— Source passage —
* BEGIN *

String Matching
Brute-Force String Matching
The brute-force string matching algorithm is the simplest approach to solving the problem. It checks for the presence of the pattern at every possible position in the text.
Algorithm Steps
- Iterate through the Text: For each position in the text, check if the pattern matches starting from that position.
- Check for Match: Compare the characters of the pattern with the corresponding characters in the text.
- Record Matches: If a match is found, record the starting index of the match.
Code Example:
/**
* Perform brute-force string matching to find the pattern in the text.
* @param {string} text - The text string.
* @param {string} pattern - The pattern string.
* @return {number[]} - The starting indices of occurrences of the pattern.

* END *

— Exercise materials —
* BEGIN *

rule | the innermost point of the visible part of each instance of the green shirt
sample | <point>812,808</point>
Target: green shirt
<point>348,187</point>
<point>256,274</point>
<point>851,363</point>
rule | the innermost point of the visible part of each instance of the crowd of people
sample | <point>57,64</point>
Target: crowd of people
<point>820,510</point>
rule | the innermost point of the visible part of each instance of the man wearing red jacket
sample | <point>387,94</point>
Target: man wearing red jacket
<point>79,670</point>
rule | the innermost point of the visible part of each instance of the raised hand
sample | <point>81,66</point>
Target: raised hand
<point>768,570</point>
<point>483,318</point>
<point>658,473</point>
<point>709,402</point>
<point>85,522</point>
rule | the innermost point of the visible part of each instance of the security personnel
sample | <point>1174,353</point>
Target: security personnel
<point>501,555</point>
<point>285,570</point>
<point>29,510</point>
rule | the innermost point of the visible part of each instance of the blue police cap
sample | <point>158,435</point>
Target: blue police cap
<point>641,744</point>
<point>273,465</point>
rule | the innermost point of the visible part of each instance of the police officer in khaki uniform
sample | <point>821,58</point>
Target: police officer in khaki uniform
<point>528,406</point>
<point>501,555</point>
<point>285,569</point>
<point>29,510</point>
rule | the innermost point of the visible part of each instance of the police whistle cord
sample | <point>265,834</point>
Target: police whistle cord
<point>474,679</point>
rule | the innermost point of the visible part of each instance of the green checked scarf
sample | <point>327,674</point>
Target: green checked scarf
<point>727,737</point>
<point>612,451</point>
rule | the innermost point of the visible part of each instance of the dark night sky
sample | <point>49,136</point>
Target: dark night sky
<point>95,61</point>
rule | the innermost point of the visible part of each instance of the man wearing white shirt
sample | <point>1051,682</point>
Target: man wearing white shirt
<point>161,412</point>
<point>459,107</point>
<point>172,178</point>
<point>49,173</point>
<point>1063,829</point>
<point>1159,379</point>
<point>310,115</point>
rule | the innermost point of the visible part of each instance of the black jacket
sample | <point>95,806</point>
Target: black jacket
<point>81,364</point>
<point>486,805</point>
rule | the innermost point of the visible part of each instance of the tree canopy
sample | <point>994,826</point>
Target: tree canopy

* END *

— Tasks for this exercise —
1 – Reproduce, word for word, the part of the records that opens with the line containing "the raised hand" and closes with the line containing "<point>85,522</point>".
2 – Pick up the text on brute-force string matching after its last line and carry it on.

— Outputs in order —
1 –
rule | the innermost point of the visible part of each instance of the raised hand
sample | <point>81,66</point>
Target: raised hand
<point>768,570</point>
<point>483,318</point>
<point>658,473</point>
<point>709,402</point>
<point>85,522</point>

2 –
*/
const bruteForceSearch = (text, pattern) => {
const result = [];
const m = pattern.length;
const n = text.length;
for (let i = 0; i <= n - m; i++) {
let j;
for (j = 0; j < m; j++) {
if (text[i + j] !== pattern[j]) break;
}
if (j === m) {
result.push(i);
}
}
return result;
};
Rabin Karp
function search(text, pattern) {
const D = 256; // ASCII length
const MOD = 1e9 + 7; // Prime modulus
const N = text.length;
const M = pattern.length;
if (M === 0) return 0; // Edge case: empty pattern
let p = 0; // Hash value for the pattern
let t = 0; // Hash value for the text window
const PREV = Math.pow(D, M - 1) % MOD; // Highest power of D (to remove the first character)
// Calculate hash value for the pattern and the first window of text
for (let i = 0; i < M; i++) {
p = (D * p + pattern.charCodeAt(i)) % MOD;
t = (D * t + text.charCodeAt(i)) % MOD;
}
// Slide the window over the text
for (let i = 0; i <= N - M; i++) {
// If the hash values match, check the characters one by one
if (p === t) {
let j = 0;
while (j < M && pattern[j] === text[i + j]) j++; // Character comparison
// If the full pattern matches, return the index
if (j === M) {
return i;
}
}
// Update the hash for the next window
if (i < N - M) {
t = (D * (t - text.charCodeAt(i) * PREV) + text.charCodeAt(i + M)) % MOD;
if (t < 0) t += MOD; // Handle negative values
}
}
return -1; // Return -1 if the pattern is not found
}
Knuth-Morris-Pratt (KMP) Algorithm
The Knuth-Morris-Pratt (KMP) algorithm is an efficient string searching algorithm that finds occurrences of a "pattern" string within a "text" string. It improves upon the naive string matching algorithm by avoiding redundant comparisons.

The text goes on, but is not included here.